Exercise — Copy the rows below word for word, leaving out the pictures.

— start of Material to process —

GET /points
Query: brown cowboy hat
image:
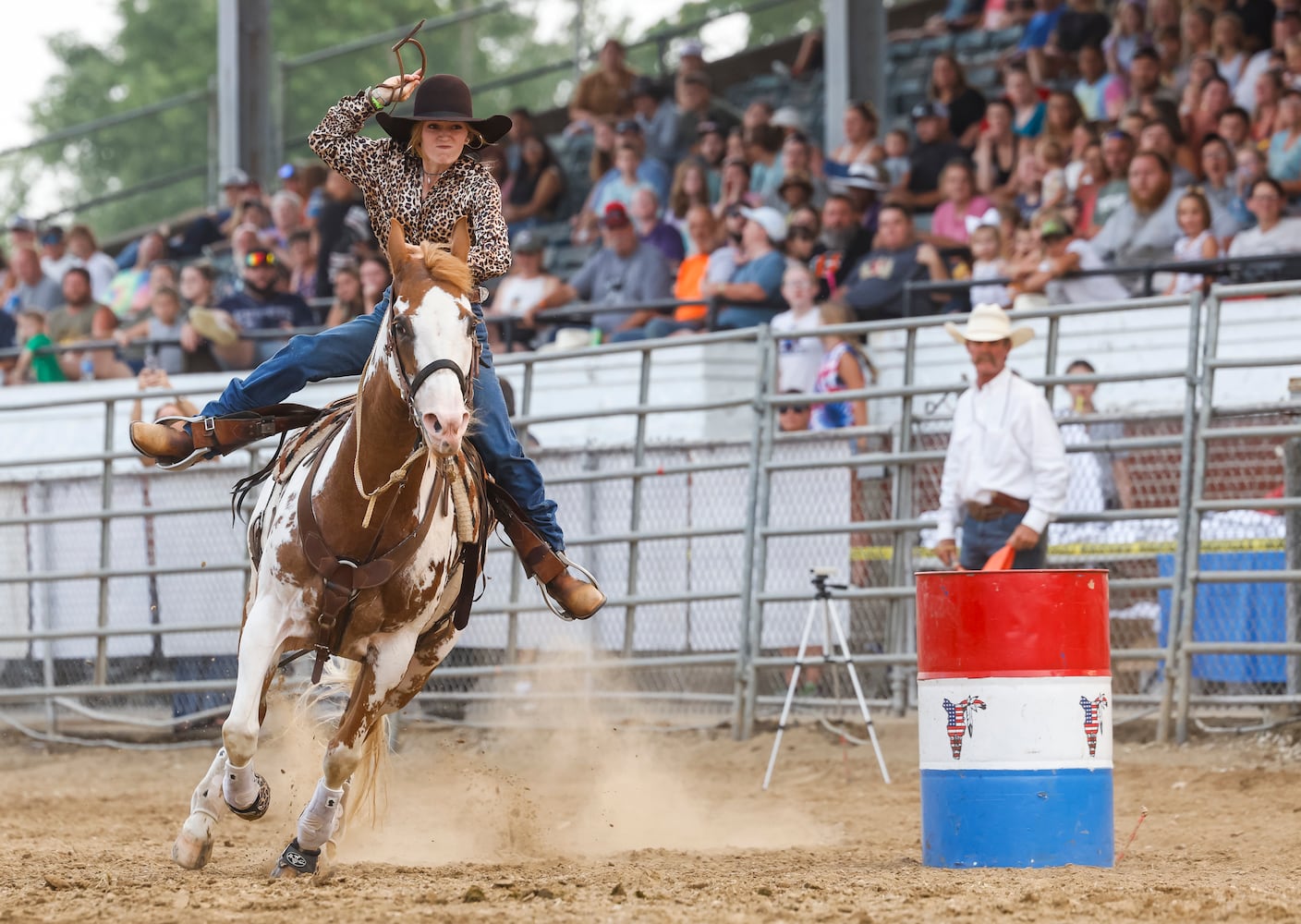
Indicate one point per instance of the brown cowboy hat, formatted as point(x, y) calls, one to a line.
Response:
point(442, 98)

— end of Material to process —

Response —
GET /points
Query: brown cowboy hat
image:
Indicate one point per instance of the brown cowboy hat, formatted as point(x, y) calls, one to a line.
Response:
point(442, 98)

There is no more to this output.